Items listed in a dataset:
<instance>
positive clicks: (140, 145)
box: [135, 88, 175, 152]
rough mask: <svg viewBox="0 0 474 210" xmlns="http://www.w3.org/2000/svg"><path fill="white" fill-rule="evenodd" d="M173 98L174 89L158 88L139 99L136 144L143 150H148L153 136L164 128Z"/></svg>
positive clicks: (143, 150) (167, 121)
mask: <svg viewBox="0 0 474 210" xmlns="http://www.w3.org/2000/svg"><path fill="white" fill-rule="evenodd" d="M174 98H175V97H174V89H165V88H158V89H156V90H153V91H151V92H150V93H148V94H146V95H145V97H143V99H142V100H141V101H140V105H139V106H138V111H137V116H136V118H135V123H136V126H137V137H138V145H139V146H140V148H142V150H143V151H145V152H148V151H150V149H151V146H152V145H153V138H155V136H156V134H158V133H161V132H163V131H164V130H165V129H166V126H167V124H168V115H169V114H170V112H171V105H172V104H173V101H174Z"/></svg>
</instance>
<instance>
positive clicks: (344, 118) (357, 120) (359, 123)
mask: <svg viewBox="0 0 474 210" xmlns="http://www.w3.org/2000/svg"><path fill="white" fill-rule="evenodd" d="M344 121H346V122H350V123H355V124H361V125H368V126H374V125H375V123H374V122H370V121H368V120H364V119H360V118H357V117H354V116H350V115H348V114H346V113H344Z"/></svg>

About this task:
Set down exactly the lines from the one that contains "</instance>" to the final line above, both included, and nothing more.

Written reply:
</instance>
<instance>
positive clicks: (344, 118) (357, 120) (359, 123)
mask: <svg viewBox="0 0 474 210" xmlns="http://www.w3.org/2000/svg"><path fill="white" fill-rule="evenodd" d="M344 121H346V122H350V123H355V124H361V125H368V126H374V125H375V123H374V122H370V121H368V120H364V119H360V118H357V117H354V116H350V115H348V114H346V113H344Z"/></svg>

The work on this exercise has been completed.